>> Start LISTING

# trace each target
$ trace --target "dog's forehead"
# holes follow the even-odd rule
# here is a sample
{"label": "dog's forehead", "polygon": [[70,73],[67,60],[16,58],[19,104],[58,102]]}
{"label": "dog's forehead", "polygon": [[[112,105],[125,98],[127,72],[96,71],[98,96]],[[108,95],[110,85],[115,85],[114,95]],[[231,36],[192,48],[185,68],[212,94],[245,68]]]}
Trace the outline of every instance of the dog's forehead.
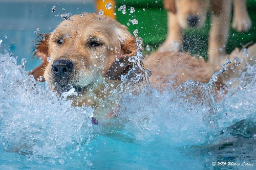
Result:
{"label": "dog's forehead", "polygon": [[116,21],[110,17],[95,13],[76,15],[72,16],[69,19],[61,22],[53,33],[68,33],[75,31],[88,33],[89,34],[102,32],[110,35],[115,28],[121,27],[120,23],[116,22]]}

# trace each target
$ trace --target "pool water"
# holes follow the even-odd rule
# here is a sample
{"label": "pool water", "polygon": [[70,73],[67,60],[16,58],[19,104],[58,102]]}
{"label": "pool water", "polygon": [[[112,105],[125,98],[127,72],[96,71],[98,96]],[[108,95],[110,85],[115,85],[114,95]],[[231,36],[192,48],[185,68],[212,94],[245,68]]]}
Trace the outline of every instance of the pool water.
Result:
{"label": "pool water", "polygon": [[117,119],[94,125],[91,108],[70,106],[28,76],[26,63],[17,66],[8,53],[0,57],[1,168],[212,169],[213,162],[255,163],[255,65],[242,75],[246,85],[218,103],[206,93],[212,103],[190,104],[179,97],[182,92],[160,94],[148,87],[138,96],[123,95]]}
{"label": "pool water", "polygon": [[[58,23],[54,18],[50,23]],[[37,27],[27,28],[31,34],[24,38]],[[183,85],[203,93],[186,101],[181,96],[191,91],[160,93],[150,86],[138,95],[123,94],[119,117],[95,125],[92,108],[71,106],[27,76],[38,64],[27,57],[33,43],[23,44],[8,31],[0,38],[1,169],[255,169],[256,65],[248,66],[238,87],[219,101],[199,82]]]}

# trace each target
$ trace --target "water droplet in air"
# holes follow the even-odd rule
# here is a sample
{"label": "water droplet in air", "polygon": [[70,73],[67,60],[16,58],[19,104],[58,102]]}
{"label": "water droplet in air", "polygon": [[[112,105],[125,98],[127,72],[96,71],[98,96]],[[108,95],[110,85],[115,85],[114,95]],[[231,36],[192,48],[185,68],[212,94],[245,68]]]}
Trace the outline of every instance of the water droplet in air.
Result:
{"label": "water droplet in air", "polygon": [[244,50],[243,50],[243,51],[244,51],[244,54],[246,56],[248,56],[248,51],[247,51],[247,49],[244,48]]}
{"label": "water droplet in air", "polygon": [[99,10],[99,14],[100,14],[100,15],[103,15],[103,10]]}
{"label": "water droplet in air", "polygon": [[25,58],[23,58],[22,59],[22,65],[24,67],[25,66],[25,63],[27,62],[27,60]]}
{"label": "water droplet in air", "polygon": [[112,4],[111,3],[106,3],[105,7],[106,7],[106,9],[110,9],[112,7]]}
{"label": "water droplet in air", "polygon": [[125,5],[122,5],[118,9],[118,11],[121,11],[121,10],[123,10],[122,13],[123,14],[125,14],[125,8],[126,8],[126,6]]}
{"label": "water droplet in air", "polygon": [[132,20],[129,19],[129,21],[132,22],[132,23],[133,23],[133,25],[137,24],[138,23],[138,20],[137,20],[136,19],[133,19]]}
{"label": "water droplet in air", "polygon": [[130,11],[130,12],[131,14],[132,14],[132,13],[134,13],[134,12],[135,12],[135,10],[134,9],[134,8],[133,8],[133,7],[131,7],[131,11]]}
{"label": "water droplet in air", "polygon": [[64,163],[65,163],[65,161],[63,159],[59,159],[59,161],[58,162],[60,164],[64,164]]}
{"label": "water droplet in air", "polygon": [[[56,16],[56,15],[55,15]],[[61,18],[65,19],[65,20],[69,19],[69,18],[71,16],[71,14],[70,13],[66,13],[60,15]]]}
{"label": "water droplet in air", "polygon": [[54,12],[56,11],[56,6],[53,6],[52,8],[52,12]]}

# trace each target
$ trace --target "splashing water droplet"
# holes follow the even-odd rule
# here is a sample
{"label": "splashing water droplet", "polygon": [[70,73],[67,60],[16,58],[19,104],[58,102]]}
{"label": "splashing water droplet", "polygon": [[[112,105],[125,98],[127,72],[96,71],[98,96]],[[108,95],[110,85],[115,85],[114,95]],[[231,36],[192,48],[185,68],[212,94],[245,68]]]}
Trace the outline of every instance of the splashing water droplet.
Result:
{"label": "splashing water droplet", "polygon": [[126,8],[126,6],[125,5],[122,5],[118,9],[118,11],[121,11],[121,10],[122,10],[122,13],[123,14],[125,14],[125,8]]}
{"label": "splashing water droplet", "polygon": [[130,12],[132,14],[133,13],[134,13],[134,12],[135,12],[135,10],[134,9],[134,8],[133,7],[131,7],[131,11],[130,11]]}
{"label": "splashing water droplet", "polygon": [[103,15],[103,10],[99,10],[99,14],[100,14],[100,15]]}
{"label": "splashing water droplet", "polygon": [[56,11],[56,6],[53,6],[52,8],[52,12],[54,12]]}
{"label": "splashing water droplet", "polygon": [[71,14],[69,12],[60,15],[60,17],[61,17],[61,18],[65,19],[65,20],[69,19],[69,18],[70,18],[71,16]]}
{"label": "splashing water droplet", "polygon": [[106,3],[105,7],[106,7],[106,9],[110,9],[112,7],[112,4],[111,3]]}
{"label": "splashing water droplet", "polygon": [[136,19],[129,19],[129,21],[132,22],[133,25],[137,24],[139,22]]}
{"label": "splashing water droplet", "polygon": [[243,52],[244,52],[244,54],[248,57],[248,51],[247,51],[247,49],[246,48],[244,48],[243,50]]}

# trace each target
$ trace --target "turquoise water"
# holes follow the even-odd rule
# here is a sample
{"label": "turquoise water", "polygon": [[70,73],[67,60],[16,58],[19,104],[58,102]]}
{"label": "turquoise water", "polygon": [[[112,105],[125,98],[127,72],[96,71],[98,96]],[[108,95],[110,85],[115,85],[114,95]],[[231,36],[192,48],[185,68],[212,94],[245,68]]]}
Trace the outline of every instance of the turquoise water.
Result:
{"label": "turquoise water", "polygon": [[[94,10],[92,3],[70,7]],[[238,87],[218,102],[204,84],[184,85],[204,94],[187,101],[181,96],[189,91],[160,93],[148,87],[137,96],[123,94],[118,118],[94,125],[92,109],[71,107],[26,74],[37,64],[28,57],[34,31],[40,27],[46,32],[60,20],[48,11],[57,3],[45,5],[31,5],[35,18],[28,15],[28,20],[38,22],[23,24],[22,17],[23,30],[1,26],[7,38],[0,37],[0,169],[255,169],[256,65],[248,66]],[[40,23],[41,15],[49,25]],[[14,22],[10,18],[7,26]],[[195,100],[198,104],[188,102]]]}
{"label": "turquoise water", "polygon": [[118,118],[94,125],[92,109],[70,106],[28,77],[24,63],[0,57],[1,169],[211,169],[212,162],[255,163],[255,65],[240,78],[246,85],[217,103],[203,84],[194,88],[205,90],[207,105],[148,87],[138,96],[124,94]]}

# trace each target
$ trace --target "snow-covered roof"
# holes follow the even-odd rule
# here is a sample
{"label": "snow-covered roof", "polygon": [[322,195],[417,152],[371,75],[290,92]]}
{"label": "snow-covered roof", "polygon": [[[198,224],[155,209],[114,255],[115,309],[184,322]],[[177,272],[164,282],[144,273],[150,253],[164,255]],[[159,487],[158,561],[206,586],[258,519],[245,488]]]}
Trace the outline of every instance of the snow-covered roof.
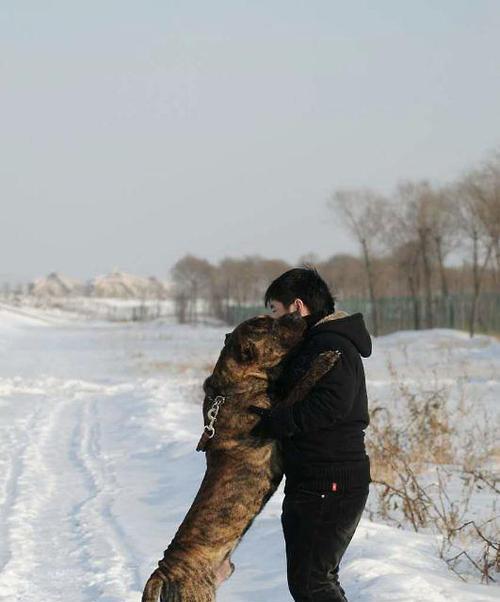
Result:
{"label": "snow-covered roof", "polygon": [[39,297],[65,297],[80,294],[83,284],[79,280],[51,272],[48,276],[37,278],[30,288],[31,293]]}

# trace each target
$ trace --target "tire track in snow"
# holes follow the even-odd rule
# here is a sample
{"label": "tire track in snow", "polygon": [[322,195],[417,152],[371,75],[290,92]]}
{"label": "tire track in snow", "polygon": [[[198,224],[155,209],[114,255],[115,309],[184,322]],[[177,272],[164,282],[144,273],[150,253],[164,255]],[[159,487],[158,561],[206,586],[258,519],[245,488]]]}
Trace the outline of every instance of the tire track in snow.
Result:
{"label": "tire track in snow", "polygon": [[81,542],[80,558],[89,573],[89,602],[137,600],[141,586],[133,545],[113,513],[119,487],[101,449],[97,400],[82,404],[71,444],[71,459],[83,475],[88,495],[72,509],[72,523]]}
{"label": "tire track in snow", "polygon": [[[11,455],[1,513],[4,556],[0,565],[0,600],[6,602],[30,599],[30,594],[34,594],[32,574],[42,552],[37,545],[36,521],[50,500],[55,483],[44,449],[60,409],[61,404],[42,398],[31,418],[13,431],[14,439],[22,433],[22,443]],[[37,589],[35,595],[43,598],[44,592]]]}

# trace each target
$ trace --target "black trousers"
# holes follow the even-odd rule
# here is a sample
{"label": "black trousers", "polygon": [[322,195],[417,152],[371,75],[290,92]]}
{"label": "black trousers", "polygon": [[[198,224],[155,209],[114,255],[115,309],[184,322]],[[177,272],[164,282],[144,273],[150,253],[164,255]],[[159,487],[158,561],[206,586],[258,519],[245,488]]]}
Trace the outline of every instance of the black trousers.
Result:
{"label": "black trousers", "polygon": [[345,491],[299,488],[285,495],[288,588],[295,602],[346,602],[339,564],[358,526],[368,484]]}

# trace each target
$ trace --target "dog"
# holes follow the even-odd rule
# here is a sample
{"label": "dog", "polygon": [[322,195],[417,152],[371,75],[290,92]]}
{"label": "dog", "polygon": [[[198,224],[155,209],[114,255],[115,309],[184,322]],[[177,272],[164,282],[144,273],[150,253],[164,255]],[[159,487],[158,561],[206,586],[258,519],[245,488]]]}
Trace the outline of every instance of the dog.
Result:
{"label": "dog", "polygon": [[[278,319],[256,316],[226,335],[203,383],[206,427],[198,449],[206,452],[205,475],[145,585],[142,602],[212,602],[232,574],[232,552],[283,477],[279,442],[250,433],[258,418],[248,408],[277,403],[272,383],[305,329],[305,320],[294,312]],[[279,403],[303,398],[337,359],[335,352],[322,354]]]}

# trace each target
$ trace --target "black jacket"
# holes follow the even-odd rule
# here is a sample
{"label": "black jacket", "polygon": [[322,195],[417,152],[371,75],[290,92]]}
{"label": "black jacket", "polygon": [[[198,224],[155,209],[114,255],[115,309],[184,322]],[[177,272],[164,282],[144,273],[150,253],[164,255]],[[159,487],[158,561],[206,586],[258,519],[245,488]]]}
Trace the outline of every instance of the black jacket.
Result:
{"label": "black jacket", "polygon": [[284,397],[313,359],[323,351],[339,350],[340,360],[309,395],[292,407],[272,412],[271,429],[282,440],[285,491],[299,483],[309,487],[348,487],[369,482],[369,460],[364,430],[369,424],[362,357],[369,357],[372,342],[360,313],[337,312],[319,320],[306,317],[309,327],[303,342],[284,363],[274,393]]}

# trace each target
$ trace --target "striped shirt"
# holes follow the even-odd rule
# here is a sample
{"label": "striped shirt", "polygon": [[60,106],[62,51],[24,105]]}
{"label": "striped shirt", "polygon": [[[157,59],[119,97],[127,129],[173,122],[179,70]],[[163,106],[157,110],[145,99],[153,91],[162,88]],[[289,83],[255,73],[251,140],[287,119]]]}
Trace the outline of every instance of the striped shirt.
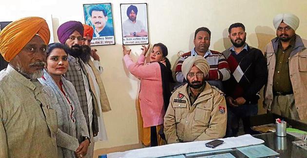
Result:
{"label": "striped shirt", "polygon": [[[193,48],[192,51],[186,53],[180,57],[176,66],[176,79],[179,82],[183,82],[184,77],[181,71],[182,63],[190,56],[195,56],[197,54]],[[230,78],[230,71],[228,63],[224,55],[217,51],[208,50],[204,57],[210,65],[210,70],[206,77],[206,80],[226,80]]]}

>> End LISTING
>> Start LISTING

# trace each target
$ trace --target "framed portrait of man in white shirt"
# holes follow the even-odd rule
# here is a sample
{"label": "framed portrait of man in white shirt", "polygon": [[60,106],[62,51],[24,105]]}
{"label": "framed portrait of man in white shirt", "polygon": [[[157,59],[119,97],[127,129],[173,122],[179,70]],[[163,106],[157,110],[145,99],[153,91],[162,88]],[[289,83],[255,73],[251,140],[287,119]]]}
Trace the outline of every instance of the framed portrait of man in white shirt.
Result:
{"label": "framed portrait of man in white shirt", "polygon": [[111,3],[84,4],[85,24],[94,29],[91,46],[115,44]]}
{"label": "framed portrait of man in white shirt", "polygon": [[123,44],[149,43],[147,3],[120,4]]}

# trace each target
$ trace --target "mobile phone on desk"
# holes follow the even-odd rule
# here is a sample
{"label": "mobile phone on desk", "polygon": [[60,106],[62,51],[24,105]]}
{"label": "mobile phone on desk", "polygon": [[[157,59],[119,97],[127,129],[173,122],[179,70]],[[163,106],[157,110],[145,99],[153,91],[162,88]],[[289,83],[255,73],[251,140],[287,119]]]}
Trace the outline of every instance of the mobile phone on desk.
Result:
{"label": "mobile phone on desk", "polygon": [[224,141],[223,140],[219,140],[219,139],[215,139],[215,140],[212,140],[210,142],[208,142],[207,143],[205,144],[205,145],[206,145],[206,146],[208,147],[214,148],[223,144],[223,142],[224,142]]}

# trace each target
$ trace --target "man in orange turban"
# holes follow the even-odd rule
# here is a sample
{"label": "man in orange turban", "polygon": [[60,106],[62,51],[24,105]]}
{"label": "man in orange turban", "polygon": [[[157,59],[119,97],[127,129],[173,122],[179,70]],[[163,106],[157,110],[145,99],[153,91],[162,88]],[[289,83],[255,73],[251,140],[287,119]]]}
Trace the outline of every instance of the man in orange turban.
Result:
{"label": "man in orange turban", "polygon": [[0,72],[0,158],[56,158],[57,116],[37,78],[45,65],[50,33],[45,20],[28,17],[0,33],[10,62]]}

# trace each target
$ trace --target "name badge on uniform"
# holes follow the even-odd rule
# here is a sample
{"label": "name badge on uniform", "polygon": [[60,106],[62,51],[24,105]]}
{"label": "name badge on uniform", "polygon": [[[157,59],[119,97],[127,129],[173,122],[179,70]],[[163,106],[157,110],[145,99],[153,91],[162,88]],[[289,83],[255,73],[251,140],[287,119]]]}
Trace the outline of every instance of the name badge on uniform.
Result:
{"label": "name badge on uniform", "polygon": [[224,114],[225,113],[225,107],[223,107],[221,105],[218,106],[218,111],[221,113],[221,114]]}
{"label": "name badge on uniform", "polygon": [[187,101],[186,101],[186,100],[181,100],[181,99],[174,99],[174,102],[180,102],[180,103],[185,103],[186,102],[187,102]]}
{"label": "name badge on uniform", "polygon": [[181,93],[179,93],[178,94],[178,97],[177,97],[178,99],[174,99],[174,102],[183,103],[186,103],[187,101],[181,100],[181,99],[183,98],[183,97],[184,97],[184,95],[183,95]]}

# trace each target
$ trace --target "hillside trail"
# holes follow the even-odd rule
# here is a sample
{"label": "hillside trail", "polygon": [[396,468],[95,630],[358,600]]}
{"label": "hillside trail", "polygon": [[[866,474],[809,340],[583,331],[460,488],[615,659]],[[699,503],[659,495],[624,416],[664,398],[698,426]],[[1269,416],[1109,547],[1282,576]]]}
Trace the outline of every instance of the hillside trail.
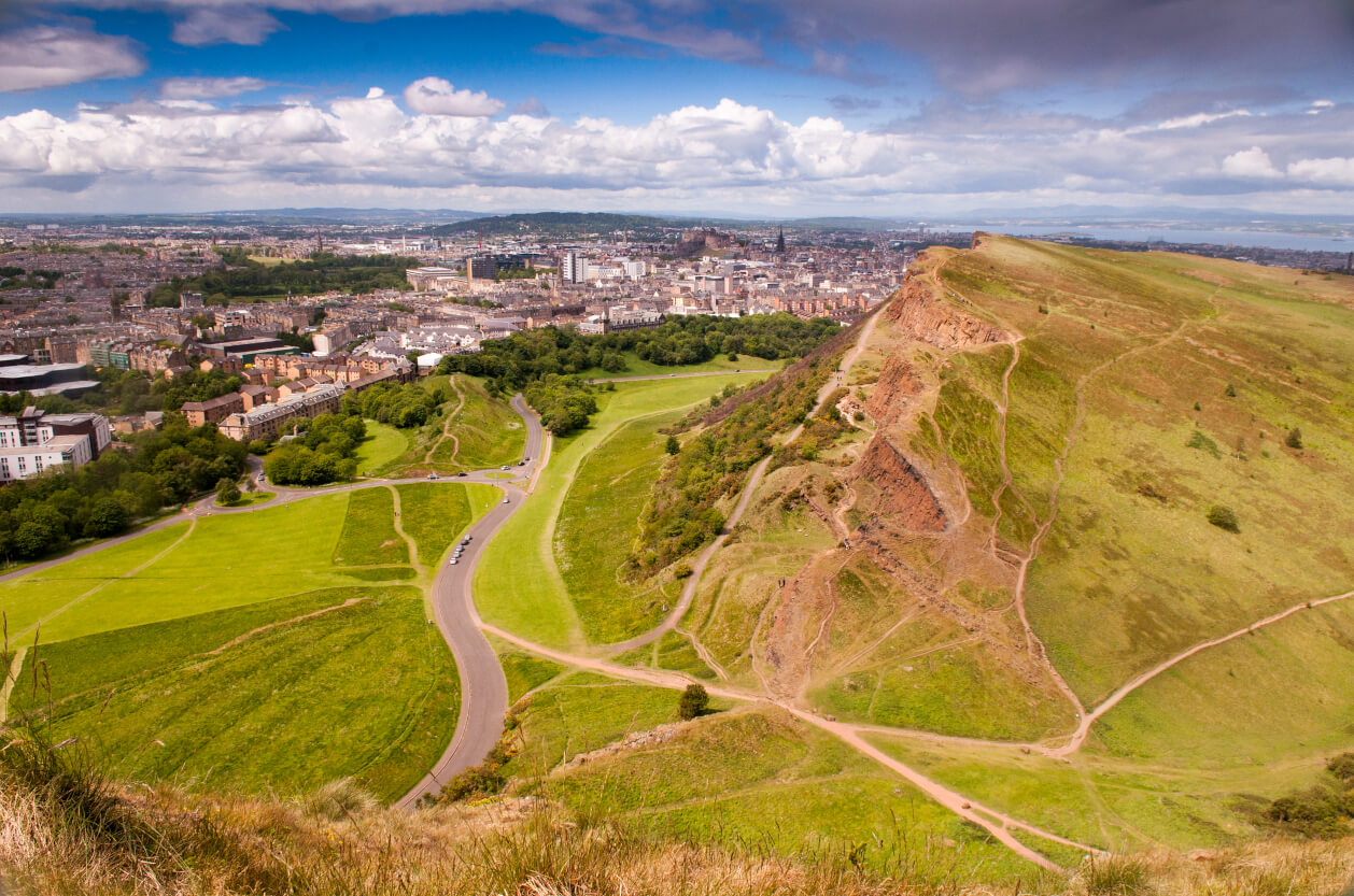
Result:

>> End LISTING

PROBLEM DESCRIPTION: Return every line of the data that contains the word "pool".

TASK RESPONSE:
$ trace --target "pool water"
{"label": "pool water", "polygon": [[70,73],[67,60],[16,58],[19,104],[58,102]]}
{"label": "pool water", "polygon": [[[112,105],[125,98],[127,72],[96,71],[98,96]],[[108,95],[110,85],[115,85],[114,95]],[[231,36],[192,48],[185,68],[212,94],[245,68]]]}
Trace the outline of every instance of the pool water.
{"label": "pool water", "polygon": [[117,119],[94,125],[91,108],[70,106],[28,76],[26,63],[17,66],[8,53],[0,57],[1,168],[212,169],[213,162],[255,163],[255,65],[242,75],[246,85],[218,103],[206,93],[212,103],[190,104],[179,97],[182,92],[160,94],[148,87],[138,96],[123,95]]}
{"label": "pool water", "polygon": [[[58,23],[54,18],[50,23]],[[37,27],[27,28],[31,34],[24,38]],[[183,85],[203,93],[186,101],[181,96],[191,91],[160,93],[150,86],[138,95],[123,94],[119,117],[95,125],[92,108],[71,106],[27,76],[38,64],[27,57],[33,43],[23,44],[8,31],[0,38],[1,169],[255,169],[256,65],[248,66],[238,87],[219,101],[199,82]]]}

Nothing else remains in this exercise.